## Short task
Nothing should be left out: output all of the entries exactly.

## Input rows
- - - - -

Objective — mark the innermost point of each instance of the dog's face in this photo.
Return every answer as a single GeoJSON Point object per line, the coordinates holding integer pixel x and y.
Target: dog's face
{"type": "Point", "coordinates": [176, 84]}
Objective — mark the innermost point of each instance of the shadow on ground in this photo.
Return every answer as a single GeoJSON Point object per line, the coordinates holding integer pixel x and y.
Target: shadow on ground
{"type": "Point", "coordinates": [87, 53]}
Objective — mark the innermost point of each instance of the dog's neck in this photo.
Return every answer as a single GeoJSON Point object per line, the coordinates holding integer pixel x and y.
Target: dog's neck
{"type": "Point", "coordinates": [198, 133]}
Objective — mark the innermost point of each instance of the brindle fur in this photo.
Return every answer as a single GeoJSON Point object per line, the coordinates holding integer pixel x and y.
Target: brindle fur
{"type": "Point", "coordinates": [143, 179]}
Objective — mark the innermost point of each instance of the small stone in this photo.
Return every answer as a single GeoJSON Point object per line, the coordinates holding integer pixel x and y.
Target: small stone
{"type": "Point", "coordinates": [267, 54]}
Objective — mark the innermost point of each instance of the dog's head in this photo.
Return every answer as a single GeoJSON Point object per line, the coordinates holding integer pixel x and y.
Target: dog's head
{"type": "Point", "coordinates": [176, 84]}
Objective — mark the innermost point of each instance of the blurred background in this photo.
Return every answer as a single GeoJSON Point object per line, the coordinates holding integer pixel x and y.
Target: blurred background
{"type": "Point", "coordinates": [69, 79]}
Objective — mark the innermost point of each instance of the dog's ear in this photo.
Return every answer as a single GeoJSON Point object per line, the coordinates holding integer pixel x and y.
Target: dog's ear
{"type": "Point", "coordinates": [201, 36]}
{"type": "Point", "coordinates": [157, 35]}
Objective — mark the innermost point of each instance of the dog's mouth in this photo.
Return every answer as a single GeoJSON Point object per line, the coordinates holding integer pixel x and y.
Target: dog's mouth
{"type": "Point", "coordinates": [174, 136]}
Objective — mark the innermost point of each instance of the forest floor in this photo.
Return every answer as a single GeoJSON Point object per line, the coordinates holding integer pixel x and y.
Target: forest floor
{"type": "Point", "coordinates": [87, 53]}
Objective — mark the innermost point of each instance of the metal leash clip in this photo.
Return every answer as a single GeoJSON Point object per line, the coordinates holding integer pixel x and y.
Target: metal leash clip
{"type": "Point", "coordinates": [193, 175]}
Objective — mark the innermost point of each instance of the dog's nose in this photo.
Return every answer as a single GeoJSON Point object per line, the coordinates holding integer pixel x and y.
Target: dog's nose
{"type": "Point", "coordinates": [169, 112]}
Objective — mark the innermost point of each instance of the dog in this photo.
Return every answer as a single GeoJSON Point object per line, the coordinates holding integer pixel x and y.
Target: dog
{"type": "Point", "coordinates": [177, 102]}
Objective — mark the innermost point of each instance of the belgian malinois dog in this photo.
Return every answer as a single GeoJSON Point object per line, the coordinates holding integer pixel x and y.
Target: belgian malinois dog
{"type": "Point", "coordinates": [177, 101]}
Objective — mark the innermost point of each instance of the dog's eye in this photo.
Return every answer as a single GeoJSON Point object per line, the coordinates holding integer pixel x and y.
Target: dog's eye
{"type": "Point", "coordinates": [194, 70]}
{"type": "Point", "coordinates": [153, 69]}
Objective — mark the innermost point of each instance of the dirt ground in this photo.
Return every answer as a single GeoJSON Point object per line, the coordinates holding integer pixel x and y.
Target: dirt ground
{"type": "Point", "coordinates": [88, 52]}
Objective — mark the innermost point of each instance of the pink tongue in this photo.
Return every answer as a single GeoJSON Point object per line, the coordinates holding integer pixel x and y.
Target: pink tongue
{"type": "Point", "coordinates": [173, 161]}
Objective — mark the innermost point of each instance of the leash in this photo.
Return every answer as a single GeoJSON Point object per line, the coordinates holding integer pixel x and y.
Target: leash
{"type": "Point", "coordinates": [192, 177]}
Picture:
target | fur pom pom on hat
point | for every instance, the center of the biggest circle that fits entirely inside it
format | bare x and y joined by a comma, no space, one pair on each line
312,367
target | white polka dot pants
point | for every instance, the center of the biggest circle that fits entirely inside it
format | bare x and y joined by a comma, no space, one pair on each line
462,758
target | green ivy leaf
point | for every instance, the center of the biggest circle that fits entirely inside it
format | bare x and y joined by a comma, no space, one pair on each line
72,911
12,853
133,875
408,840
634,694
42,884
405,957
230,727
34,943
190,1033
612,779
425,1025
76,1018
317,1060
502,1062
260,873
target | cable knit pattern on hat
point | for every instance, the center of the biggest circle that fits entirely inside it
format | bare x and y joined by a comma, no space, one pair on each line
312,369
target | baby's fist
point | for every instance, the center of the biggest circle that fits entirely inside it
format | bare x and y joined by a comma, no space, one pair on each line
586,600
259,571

- - - - -

## Solution
Objective — mark the innermost point of each instance of the dog's face in this photo.
Return every answer as a single GeoJSON Point object per line, the coordinates holding integer pixel x and y.
Target: dog's face
{"type": "Point", "coordinates": [176, 84]}
Objective — mark the innermost point of each instance of the shadow on ground in this photo.
Return every answer as a single GeoJSON Point object per line, the coordinates holding integer pixel x and y.
Target: shadow on ground
{"type": "Point", "coordinates": [87, 53]}
Objective — mark the innermost point of each instance of the dog's neck in this photo.
Return every answer as a single GeoJSON Point object per line, the coordinates holding integer pixel x and y.
Target: dog's neck
{"type": "Point", "coordinates": [198, 133]}
Objective — mark the innermost point of each instance of the brindle fur in this photo.
Return every answer as a single GeoJSON Point object per line, the coordinates holding integer pixel x and y.
Target: brindle fur
{"type": "Point", "coordinates": [143, 179]}
Objective — mark the innermost point of each instance of the small stone in this photo.
Return every answer as a single GeoJSON Point object per line, the coordinates holding integer pixel x and y.
Target: small stone
{"type": "Point", "coordinates": [267, 54]}
Objective — mark the innermost point of each instance of the dog's head in this photo.
Return every answer as a single GeoJSON Point object per line, the coordinates holding integer pixel x and y.
Target: dog's head
{"type": "Point", "coordinates": [176, 84]}
Objective — mark the innermost point of each instance of the blurred background in this photo.
Return every answer as a single GeoJSON Point object per line, the coordinates holding integer pixel x and y.
Target: blurred background
{"type": "Point", "coordinates": [69, 79]}
Objective — mark the innermost point of each instance of the dog's ear in this photo.
Return every answer as a single GeoJSON Point object per line, the coordinates holding integer pixel x and y.
Target: dog's ear
{"type": "Point", "coordinates": [201, 36]}
{"type": "Point", "coordinates": [157, 35]}
Objective — mark the innermost point of each instance of the dog's mouth in this photo.
Return every answer as a single GeoJSON Point object per line, the coordinates holding integer pixel x and y.
Target: dog's mouth
{"type": "Point", "coordinates": [174, 136]}
Objective — mark the innermost point of each instance of the forest floor in this photo.
Return every answer as a single GeoJSON Point object per line, the coordinates holding integer pixel x and y.
Target: forest floor
{"type": "Point", "coordinates": [87, 53]}
Objective — mark the innermost point of each instance of the metal leash clip in this photo.
Return every answer as a single GeoJSON Point object per line, the coordinates holding integer pixel x and y.
Target: metal leash clip
{"type": "Point", "coordinates": [193, 175]}
Objective — mark the innermost point of each instance of the dog's nose in this photo.
Return every answer as a single GeoJSON Point object per line, the coordinates holding integer pixel x and y.
Target: dog's nose
{"type": "Point", "coordinates": [169, 112]}
Objective — mark the innermost point of each instance of the dog in this photo.
Return every answer as a single GeoJSON Point object per line, the coordinates holding integer pixel x and y.
Target: dog
{"type": "Point", "coordinates": [177, 102]}
Objective — mark the innermost point of each instance of the belgian malinois dog in this photo.
Return every answer as a single GeoJSON Point object per line, the coordinates holding integer pixel x and y.
Target: belgian malinois dog
{"type": "Point", "coordinates": [177, 101]}
Objective — mark the innermost point of each instance of the dog's eye in this photo.
Return every answer as a single GeoJSON Point object per line, the coordinates holding integer pixel x and y.
Target: dog's eye
{"type": "Point", "coordinates": [194, 70]}
{"type": "Point", "coordinates": [153, 69]}
Objective — mark the innermost point of each instance of the dirt ground in this photo.
Return every answer as a single GeoJSON Point object per line, the coordinates holding integer pixel x and y.
Target: dirt ground
{"type": "Point", "coordinates": [88, 52]}
Objective — mark the innermost point of each instance of the pink tongue in this photo.
Return every answer as a single GeoJSON Point object per line, the coordinates holding integer pixel x and y.
Target: pink tongue
{"type": "Point", "coordinates": [173, 161]}
Objective — mark the innermost point of each instance of the leash in this photo.
Return every answer as a single GeoJSON Point object per line, the coordinates holding integer pixel x and y.
Target: leash
{"type": "Point", "coordinates": [192, 177]}
Picture:
target | fur pom pom on hat
point | for every instance, the center of the biggest circle that fits entirely inside it
format | bare x and y joined by a comma, no space, one pair on each line
312,367
target | white polka dot pants
point | for every instance, the center of the biggest circle that fits entirely inside it
format | bare x and y joined by a comma, no space, one pair on each line
462,758
target | green ivy leaf
point | for every instance, the center of the biggest circle that fits entirely inside it
format | bare x and y joined by a comma, no space, one pair on each line
72,911
12,853
133,875
408,840
634,694
42,884
405,957
230,727
34,943
190,1033
612,779
425,1025
76,1018
317,1060
502,1062
260,873
target | cable knit pattern on hat
point | for every instance, the center of the biggest circle that fits entirely inside it
format | bare x and y joined by a comma, no space, one pair on each line
312,369
target | baby's fist
point | for every instance, the center of the biggest circle that fits entirely inside it
format | bare x and y joined by a comma, no space, one pair on each line
586,600
259,571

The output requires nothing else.